-------- Quoted text --------
Disagreeable Tales


Disagreeable Tales is an 1894 short story collection by the French writer Léon Bloy. It consists of thirty tales set in Paris, focusing on criminality, perversions, and other subject matters typical of the Decadent movement. The common theme is the faith in God in a time of human spiritual crisis.
The book is dedicated "To my dear friend Eugène Borrel, in devout remembrance of Our Lady of Ephesus, who places us so far away from contemporary garbage."

Stories

The English titles listed here are from the Wakefield Press edition. An edition held by the Bibliothèque nationale appears to contain two additional stories, "L'appel du Gouffre" and "L'Ami des Bêtes", though they are in fact excerpts from Bloy's novel The Woman Who Was Poor. Both pieces appear in the Snuggly Books edition.
Nearly all the stories in Histoires désobligeantes were originally published in Gil Blas; the date given after the French title refers to the issue in which the work first appeared.
  1. "Herbal Tea"
  2. "The Old Man of the House"
  3. "The Religion of Monsieur Pleur"
  4. "The Parlor of Tarantulas"
  5. "Draft for a Funeral Oration"
  6. "The Prisoners of Longjumeau"
  7. "A Lousy Idea" Four young men decide to live together, but when one of them marries, the other three continually harangue him for intimate details of his relations with his new wife, until she is finally driven into the arms of a lover and makes her escape.
  8. "Two Ghosts"
  9. "A Dentist's Terrible Punishment" A dentist murders a love rival, but after marrying the woman he killed for, he fathers a child with her only to discover that it resembles his victim, and so he strangles the baby.
  10. "The Awakening of Alain Chartier"
  11. "The Stroker of Compassion"
  12. "Monsieur's Past"
  13. "Whatever You Want!" Making his way home after a night of pleasure, a man encounters a prostitute who may be his sister.
-------- Information supplied --------
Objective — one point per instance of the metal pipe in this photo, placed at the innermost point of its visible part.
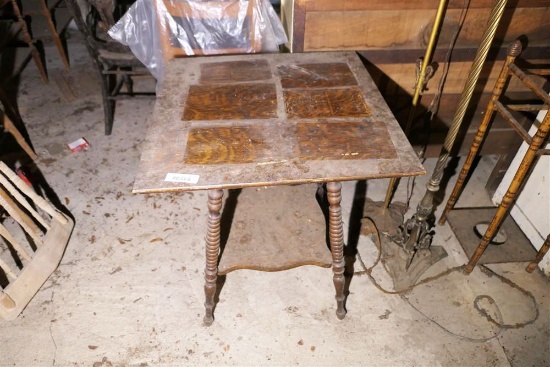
(420, 82)
(425, 207)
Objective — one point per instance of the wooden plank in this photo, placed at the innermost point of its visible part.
(363, 30)
(351, 5)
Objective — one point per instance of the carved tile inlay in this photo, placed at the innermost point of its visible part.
(316, 75)
(341, 102)
(231, 102)
(234, 71)
(217, 145)
(344, 140)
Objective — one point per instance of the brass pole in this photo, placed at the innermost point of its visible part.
(420, 83)
(425, 207)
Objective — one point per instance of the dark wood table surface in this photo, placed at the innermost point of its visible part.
(273, 121)
(270, 119)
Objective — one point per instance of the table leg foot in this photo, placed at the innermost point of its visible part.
(212, 252)
(336, 236)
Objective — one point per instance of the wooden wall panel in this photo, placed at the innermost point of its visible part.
(351, 5)
(365, 30)
(392, 34)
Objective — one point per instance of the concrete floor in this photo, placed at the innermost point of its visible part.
(128, 291)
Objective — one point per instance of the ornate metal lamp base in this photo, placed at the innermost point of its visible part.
(404, 267)
(396, 260)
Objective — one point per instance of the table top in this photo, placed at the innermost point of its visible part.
(270, 119)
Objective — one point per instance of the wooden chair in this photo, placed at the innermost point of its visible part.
(536, 144)
(114, 62)
(207, 13)
(36, 250)
(9, 126)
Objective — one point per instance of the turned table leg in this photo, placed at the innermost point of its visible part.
(336, 235)
(212, 252)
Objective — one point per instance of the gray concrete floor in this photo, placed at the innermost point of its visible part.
(128, 291)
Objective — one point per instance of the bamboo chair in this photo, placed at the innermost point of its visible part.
(536, 149)
(45, 228)
(185, 15)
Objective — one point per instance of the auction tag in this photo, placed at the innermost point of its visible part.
(182, 177)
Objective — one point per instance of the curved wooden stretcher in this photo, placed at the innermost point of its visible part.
(45, 229)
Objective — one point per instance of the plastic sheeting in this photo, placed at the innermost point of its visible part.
(197, 27)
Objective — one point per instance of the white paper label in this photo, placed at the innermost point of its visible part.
(182, 177)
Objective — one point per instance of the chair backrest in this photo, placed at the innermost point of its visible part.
(207, 27)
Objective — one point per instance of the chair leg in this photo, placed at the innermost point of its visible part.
(28, 39)
(510, 196)
(543, 250)
(108, 104)
(53, 30)
(478, 139)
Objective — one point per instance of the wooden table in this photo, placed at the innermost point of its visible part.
(268, 120)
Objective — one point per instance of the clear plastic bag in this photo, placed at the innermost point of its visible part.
(158, 30)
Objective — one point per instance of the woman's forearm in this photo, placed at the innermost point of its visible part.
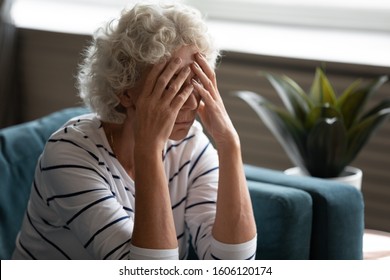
(153, 223)
(234, 222)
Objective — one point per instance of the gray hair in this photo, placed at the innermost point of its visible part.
(120, 51)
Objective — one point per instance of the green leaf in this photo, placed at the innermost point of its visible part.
(360, 133)
(287, 130)
(292, 95)
(326, 145)
(354, 98)
(321, 112)
(321, 91)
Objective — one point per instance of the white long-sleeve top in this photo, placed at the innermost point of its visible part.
(82, 201)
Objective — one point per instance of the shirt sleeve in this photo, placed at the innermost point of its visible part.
(242, 251)
(201, 209)
(137, 253)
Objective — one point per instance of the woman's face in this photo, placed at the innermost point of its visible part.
(187, 113)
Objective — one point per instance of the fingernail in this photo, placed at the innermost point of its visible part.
(195, 82)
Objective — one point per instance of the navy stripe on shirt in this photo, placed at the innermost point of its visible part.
(72, 194)
(115, 249)
(87, 207)
(44, 238)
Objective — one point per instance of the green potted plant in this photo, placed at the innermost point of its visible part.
(322, 133)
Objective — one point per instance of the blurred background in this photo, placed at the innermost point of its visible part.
(41, 42)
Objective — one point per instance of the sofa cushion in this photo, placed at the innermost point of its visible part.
(20, 147)
(287, 214)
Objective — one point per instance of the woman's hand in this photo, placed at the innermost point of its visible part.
(212, 110)
(162, 96)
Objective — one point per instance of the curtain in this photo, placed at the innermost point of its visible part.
(8, 87)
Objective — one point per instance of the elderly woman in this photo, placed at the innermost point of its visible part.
(138, 178)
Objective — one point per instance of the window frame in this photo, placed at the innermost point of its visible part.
(332, 14)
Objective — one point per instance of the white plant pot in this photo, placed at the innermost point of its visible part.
(351, 175)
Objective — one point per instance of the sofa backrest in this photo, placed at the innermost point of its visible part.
(20, 147)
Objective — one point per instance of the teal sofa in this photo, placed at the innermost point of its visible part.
(297, 217)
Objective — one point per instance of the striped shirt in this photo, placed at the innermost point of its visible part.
(82, 201)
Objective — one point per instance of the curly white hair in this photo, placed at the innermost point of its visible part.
(143, 35)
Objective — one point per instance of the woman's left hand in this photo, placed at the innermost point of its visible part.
(212, 111)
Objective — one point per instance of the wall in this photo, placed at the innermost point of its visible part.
(48, 64)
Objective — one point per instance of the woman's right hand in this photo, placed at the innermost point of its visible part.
(162, 95)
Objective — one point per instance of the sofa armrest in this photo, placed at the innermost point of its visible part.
(284, 218)
(338, 213)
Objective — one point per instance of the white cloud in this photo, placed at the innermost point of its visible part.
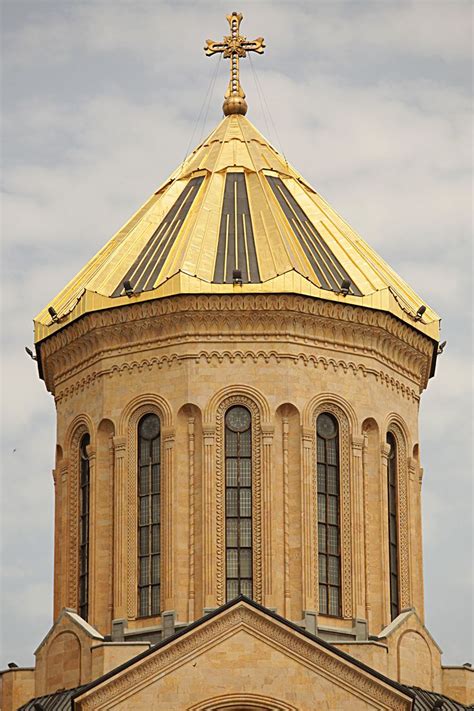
(103, 101)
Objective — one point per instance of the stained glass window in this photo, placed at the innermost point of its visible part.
(149, 491)
(393, 525)
(238, 501)
(329, 527)
(84, 501)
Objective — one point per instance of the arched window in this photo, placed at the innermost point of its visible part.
(149, 489)
(238, 511)
(329, 527)
(84, 496)
(393, 525)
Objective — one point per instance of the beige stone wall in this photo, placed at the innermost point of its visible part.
(108, 655)
(286, 358)
(458, 683)
(17, 686)
(63, 660)
(243, 659)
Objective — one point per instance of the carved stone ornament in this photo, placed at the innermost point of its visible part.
(345, 494)
(278, 636)
(80, 348)
(256, 495)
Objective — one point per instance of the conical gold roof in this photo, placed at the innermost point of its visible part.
(235, 217)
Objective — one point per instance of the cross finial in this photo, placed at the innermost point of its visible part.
(233, 47)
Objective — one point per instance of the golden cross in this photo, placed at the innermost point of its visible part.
(233, 47)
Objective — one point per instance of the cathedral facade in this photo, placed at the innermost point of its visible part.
(237, 377)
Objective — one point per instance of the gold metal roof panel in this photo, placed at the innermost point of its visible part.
(174, 242)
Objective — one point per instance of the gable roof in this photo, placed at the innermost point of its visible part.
(242, 600)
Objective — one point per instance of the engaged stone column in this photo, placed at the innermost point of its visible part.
(168, 499)
(209, 515)
(309, 533)
(365, 503)
(286, 520)
(358, 526)
(385, 452)
(267, 441)
(60, 537)
(120, 572)
(92, 456)
(192, 589)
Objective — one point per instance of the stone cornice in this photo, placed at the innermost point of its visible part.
(292, 320)
(275, 634)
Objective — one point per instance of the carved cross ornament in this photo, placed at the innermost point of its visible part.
(233, 47)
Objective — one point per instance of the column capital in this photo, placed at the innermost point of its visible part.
(267, 433)
(119, 445)
(209, 433)
(91, 452)
(357, 444)
(168, 434)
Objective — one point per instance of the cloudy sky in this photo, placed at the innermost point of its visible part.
(102, 99)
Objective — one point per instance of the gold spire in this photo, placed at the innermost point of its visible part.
(233, 47)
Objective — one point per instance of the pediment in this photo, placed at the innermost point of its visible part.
(243, 656)
(69, 620)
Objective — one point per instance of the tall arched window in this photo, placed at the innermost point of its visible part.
(329, 527)
(84, 496)
(238, 511)
(393, 525)
(149, 478)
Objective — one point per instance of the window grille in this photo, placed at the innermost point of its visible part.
(393, 526)
(238, 502)
(84, 502)
(149, 491)
(329, 526)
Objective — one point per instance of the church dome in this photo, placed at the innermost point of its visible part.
(235, 217)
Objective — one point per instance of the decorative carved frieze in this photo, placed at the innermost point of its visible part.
(344, 329)
(342, 672)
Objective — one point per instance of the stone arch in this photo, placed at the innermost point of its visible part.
(230, 391)
(215, 411)
(287, 477)
(319, 401)
(398, 428)
(251, 702)
(140, 404)
(82, 424)
(347, 422)
(149, 403)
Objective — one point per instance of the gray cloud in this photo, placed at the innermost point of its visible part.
(371, 104)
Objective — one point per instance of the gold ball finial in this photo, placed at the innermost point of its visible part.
(234, 47)
(234, 105)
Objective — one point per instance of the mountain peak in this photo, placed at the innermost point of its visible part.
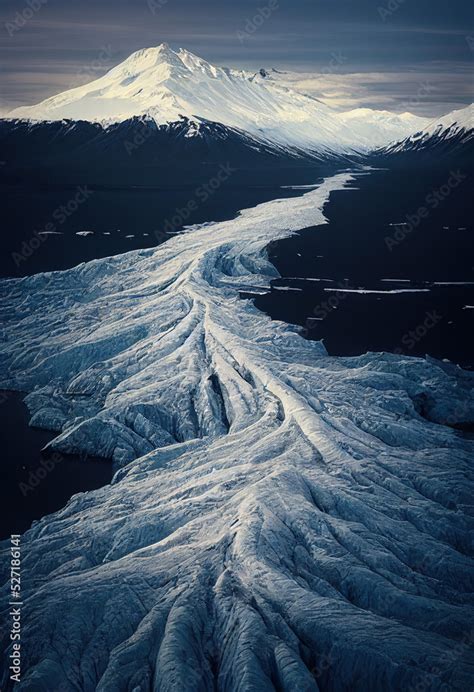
(166, 84)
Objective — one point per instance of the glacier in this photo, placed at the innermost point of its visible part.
(279, 519)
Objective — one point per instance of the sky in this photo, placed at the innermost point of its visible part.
(400, 55)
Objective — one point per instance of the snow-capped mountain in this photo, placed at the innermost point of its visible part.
(455, 128)
(167, 85)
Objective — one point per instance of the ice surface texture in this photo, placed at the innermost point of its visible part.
(280, 519)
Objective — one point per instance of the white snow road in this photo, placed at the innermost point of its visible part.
(280, 519)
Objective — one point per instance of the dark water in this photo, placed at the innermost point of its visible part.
(359, 249)
(30, 214)
(33, 484)
(352, 251)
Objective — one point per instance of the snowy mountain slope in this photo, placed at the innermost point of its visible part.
(165, 84)
(454, 129)
(281, 520)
--------
Given request 1: According to the text on Disagreeable Tales, in which publication did nearly all of the stories first appear?
Given request 2: Reproduce the Disagreeable Tales text, everything from "Disagreeable Tales is" down to "human spiritual crisis.".

Exercise response 1: Gil Blas

Exercise response 2:
Disagreeable Tales is an 1894 short story collection by the French writer Léon Bloy. It consists of thirty tales set in Paris, focusing on criminality, perversions, and other subject matters typical of the Decadent movement. The common theme is the faith in God in a time of human spiritual crisis.